Text provided:
_ _ _ _ _ _ _

I'm here with Till in San Jose at the second annual printing summit. Last year's summit was hosted by (nearly defunct) VA Linux, but this year's is hosted by HP and IBM.

Agenda, etc...

See also Raph's diary for another report.

Till took pictures.

Day 0

After a pretty uneventful flight, I drove the four feet to the hotel and bumped into Ben in the lobby. Ben is the leader of the gnulpr project, which is developing into an interesting new spooler. He pointed me at the first-day organization meeting in a conference room; after checking in I dropped by with Till.

Assorted HP and IBM folks were wrapping up their presentation preparation. We bumped into Patrick Powell of LPRng, and headed out for a beer. Trivia du jour: the Wall Street Journal runs LPRng. Evidently their plate making machines involve 7GB datasets and funky load balancing tricks.

Day 1

Slides

Bruce Perens

Bruce made a showing; he gave a keynote centered largely around patent issues, including mention of the current W3C snafu…

He also commented on the fact that HP and IBM are competing to deliver better things for Linux; this is indeed interesting. This year's conference is vastly more industrial in flavour; fewer traditional free software projects are represented, and there is an explicit focus here on standardization efforts and large company needs.

Ben Woodard

Ben gave a discussion around an overall enterprise printing architecture intended to give some context to further discussion. You'll see in the slides that this is quite a large system.

Mark VanderWiele

Mark presented a summary of IBM's printing-related efforts. Mainly this consists of the OMNI driver project, which has grown since last year to interface with IJS and Foomatic as well as include many more drivers.

Mark's actual presentation focused on characteristics of a user-centric printing “experience”, as well as a high-level overview of OMNI's flexible hybrid data/code driver structure and interface goals.

Wendy

Wendy of Sun presented a quick summary of Sun's work; Sun has mainly focused lately on contributions to GNUlpr.

Industry Perspective

The folks dialed in from Japan were asked if they had any industry issues to add; they promptly rattled off a pretty lengthy list of questions and wishes for HP/Raph's IJS Ghostscript interface. The fellow speaking was from Canon; apparently he was with an Epson guy.

Epson is known to produce some almost free drivers in Japan; Canon is known to be investigating ways to provide drivers for their printers. These IJS questions highlight this. Further discussion also revealed the usual concerns about that elusive red herring “IP” in drivers…

Lunch

I had lunch in the courtyard with Till, Ray (Epson), Raph (Ghostscript), and several other Epson and Canon employees.

_ _ _ _ _ _ _

(Records from an annotation dataset)
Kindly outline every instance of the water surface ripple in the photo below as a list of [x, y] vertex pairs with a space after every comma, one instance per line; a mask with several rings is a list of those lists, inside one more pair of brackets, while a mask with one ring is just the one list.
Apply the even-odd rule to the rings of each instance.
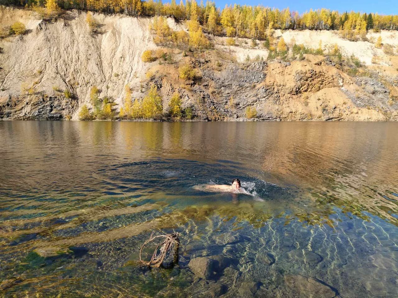
[[[395, 298], [397, 131], [0, 122], [0, 296]], [[246, 193], [197, 187], [235, 178]], [[139, 267], [173, 231], [178, 263]], [[203, 257], [206, 281], [188, 265]]]

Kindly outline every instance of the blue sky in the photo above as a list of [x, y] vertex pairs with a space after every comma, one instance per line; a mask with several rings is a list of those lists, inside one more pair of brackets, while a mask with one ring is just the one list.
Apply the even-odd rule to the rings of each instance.
[[[197, 0], [198, 1], [198, 0]], [[339, 12], [354, 10], [362, 12], [378, 12], [380, 14], [398, 14], [398, 0], [333, 0], [320, 1], [319, 0], [214, 0], [219, 7], [224, 8], [225, 4], [236, 3], [242, 5], [257, 5], [275, 7], [282, 9], [289, 7], [291, 10], [298, 11], [300, 13], [309, 10], [310, 8], [322, 7]], [[199, 0], [198, 2], [200, 2]], [[177, 1], [179, 2], [179, 0]], [[205, 0], [203, 2], [206, 3]]]

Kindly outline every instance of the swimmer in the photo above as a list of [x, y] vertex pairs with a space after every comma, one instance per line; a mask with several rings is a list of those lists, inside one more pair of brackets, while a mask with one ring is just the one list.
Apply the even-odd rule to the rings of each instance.
[[232, 180], [232, 185], [227, 185], [226, 184], [220, 185], [211, 184], [210, 185], [206, 185], [205, 187], [205, 188], [208, 190], [213, 191], [218, 190], [220, 192], [233, 192], [234, 191], [236, 191], [236, 190], [240, 188], [240, 180], [236, 178]]

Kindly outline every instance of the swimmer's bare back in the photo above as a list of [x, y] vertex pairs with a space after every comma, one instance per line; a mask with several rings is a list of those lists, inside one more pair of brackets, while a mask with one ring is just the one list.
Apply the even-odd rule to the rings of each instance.
[[225, 184], [200, 184], [195, 185], [193, 188], [198, 190], [215, 192], [233, 192], [235, 190], [232, 186]]
[[231, 192], [233, 190], [232, 186], [230, 185], [226, 185], [225, 184], [210, 184], [206, 185], [205, 188], [209, 190], [219, 192]]

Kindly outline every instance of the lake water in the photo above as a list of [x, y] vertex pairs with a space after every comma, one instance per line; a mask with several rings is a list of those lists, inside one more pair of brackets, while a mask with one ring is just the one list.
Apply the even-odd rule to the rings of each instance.
[[[6, 297], [398, 296], [398, 123], [0, 122], [0, 140]], [[193, 188], [236, 178], [248, 194]], [[138, 265], [173, 231], [178, 263]], [[222, 260], [207, 281], [201, 257]]]

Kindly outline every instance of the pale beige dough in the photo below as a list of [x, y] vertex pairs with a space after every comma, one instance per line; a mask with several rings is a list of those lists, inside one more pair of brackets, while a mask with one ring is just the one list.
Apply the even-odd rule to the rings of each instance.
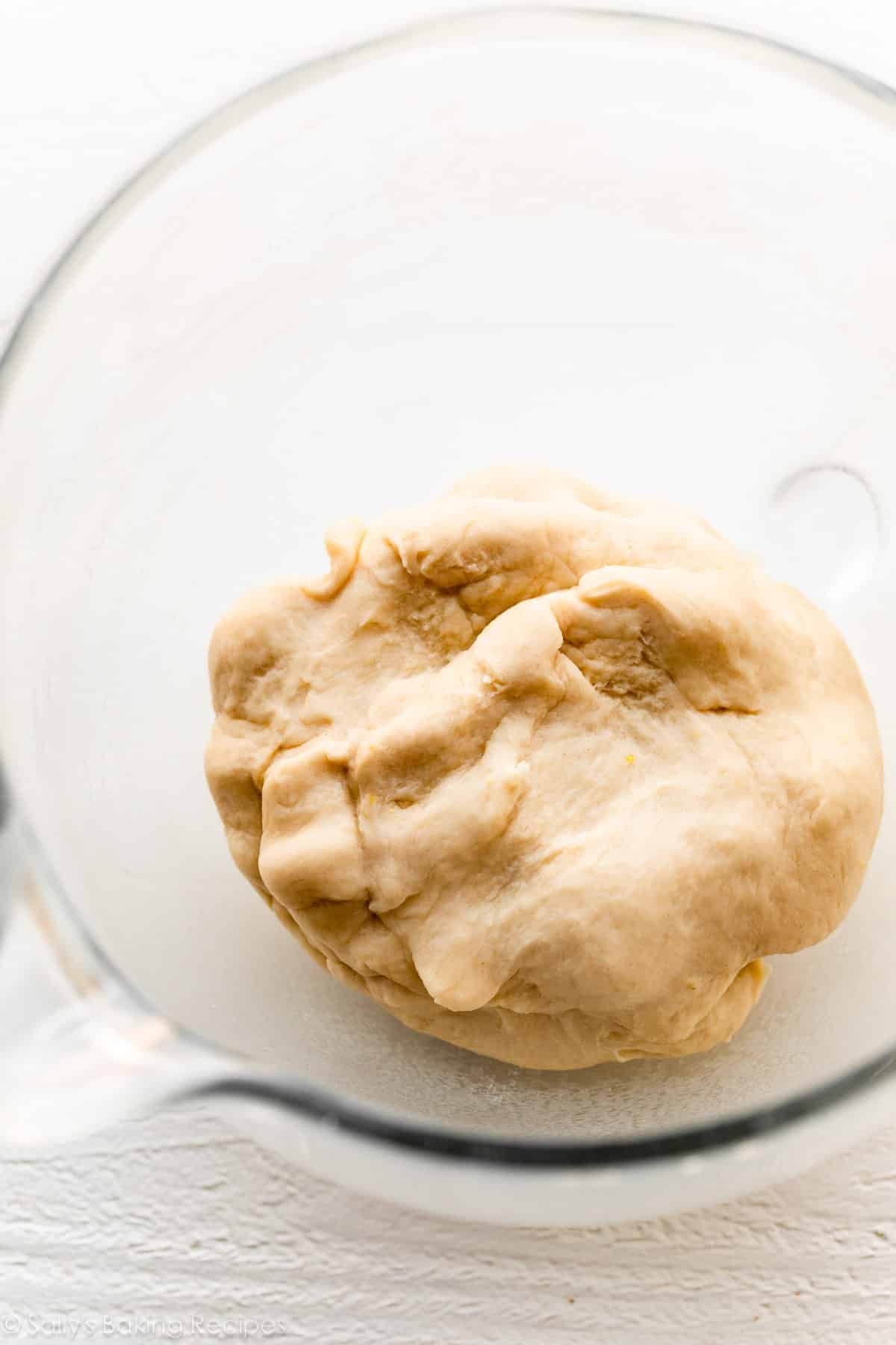
[[[541, 1069], [728, 1041], [881, 814], [834, 625], [699, 518], [543, 471], [349, 522], [211, 643], [234, 859], [403, 1022]], [[297, 1030], [301, 1030], [297, 1026]]]

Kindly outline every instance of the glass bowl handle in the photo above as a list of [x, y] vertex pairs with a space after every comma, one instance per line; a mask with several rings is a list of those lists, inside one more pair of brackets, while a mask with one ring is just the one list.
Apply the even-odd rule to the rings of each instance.
[[0, 1150], [91, 1134], [223, 1068], [105, 963], [35, 849], [0, 776]]

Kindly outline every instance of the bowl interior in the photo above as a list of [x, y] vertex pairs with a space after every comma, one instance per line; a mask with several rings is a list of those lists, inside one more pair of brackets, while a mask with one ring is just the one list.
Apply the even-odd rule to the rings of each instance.
[[340, 1096], [508, 1135], [677, 1128], [884, 1049], [892, 808], [844, 928], [775, 962], [731, 1046], [543, 1075], [318, 971], [234, 870], [201, 755], [240, 592], [322, 569], [341, 515], [512, 460], [678, 500], [802, 584], [889, 755], [893, 238], [885, 97], [606, 16], [300, 71], [144, 178], [42, 300], [0, 418], [3, 752], [122, 971]]

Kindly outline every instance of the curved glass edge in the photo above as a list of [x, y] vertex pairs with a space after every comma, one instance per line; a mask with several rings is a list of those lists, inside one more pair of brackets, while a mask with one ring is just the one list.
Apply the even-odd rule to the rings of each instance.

_ _ _ _ _ _ _

Problem set:
1 - Return the rows verbatim, everything from the line containing "Kindly outline every instance of the swimmer's" down to the line containing "281], [201, 257]]]", including both of those lines.
2 - Take the printing summit diary further, starting right after its last sentence.

The answers:
1 -
Kindly outline every instance of the swimmer's bare back in the photo above as a list of [x, y] vertex pairs with a space after every comma, one instance per line; a mask with several rings is a list of those lists, inside one more pair of brackets, while a mask with one ring is just the one list.
Apply the even-odd rule to the rings of each instance.
[[225, 184], [200, 184], [195, 185], [193, 188], [198, 190], [215, 192], [233, 192], [235, 190], [232, 186]]
[[231, 192], [233, 190], [232, 186], [230, 185], [226, 185], [225, 184], [210, 184], [206, 185], [205, 188], [209, 190], [219, 192]]

Kindly outline every instance of the lake water in the photo above as a list of [x, y] vertex pairs with a space after every comma, one instance per line; a mask with several rings is a list of those lists, inside one more pair of brackets, while a mask with one ring is just the one list.
Apply the even-odd rule to the rings of each instance.
[[[6, 297], [398, 296], [398, 123], [0, 122], [0, 140]], [[193, 188], [236, 178], [248, 194]], [[138, 265], [173, 231], [178, 263]], [[222, 260], [207, 281], [201, 257]]]

2 -
We chatted about Raph's work on IJS, colorimetry, halftoning and dithering, and ICC; he's planning to put together a release of a bunch of his experimental code as “RinkJ”. While it'll probably only support one or two printers, it will serve as a demonstration of a fully calibrated ICC-capable accurate color inkjet driver. Gimp-Print will be getting a run for the money…

Ray mentioned that he's been trying to find proper contacts with all major Linux distributors. This is actually a pretty difficult problem; Till and I have taken an action item to assemble a sister list to our existing printer vendor information page.

Ray and Raph also talked a bit about Epson's driver programs. They have a sister company providing mostly-open drivers at release time for many newer Epson inkjets; the intent is to provide timely drivers as new printers ship. We chatted about the pros and cons of this scheme; mainly the con is that the Epson drivers include a binary module.

Pat the Organizer wandered by acting panicky about my joint presentation with Jeremy of Samba; I had barely written some slides, and Jeremy hadn't even done that. We assured him we'd be all set by the evening sometime…

Capabilities

Ben presented an overview of capabilities, covering both requirements and a few existing systems, most of which are either PPD-based or defunct.

This devolved into a rather lengthy audience-Ben debate around whether we should use PPDs or something else. No real conclusion as such came out, although the ability to handle PPDs from vendors seemed an obvious requirement…

Drivers

John Olenick of HP then introduced an overview of driver and translation systems, issues, etc, featuring Raph, Dave Suffield (HP), and Pete Zanucchi (IBM).

Pete presented a fairly detailed view of system interaction from a driver standpoint.

Raph presented IJS, his generalization plans for the gs-driver interface code from HP's “hpijs” driver. Basically, it's a socket-n-shm raster transport with a few lightweight metadata features. This is mainly interesting as an alernative driver interface for Ghostscript, the current scheme in which makes third-party driver distribution very difficult. [ Raph has some more details about hpijs/ijs/omni in his diary. ]

Poor Dave sort of got bumped due to a schedule crunch. This was a pity, since he actually did much of ijs during the alteration of HP's ADK drivers into hpijs.

Printing on the Network

Norm Jacobs (Sun) presented a good high-level overview of the many network-related issues around printing in large enterprises.

This included a summary of work on LpNet, a project implementing various parts of GNUlpr around networked communication, including nameservice, ipp-esque communication interfaces, etc.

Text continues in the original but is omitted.